(GIVEN TEXT)
--- BEGIN ---

I've not posted before, but just wanted to note that in our state a
parent can be charged for their child's truancy. If a child misses too
many days the parent can end up on probation! Unbelievable. So, I
pulled my son out of their school. lol

Leah (Warren, MI)


-----Original Message-----
From: Barbara Chase [mailto:barb@...]
Sent: Thursday, January 27, 2005 4:26 AM
To: [email protected]
Subject: Re: [UnschoolingDiscussion] This is my first post...



>They tell me they like school, but would rather stay home. I dread
>getting up mornings, we yell and get a rather harsh start just about
every
>day
>
>The kids do enjoy going to school, so I think we are going to finish up
>the year and just not go back next year.

Hi Jill,

How about just not go to school when your kids don't want to go... let
them
stay home when they want to, and go when they want to. [I don't know...

--- END ---

(ITEMS)
--- BEGIN ---

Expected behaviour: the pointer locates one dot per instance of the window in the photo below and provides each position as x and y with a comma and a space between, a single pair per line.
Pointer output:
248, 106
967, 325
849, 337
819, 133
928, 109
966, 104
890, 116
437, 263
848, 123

--- END ---

(WHAT TO DO)
[1] Summarize the unschooling email thread in two sentences.
[2] List every header field of the original message in the unschooling email thread, along with the value shown for each.

(RESPONSES PER TASK)
[1] Leah (Warren, MI) writes that in that state a parent can be charged for a child's truancy and can even end up on probation, and that the son was pulled out of school. An earlier reply from Barbara Chase quotes a parent who dreads the harsh morning starts and plans to finish the year and not go back, and it suggests letting the kids stay home when they want and go to school when they want.

[2]
From: Barbara Chase [mailto:barb@...]
Sent: Thursday, January 27, 2005 4:26 AM
To: [email protected]
Subject: Re: [UnschoolingDiscussion] This is my first post...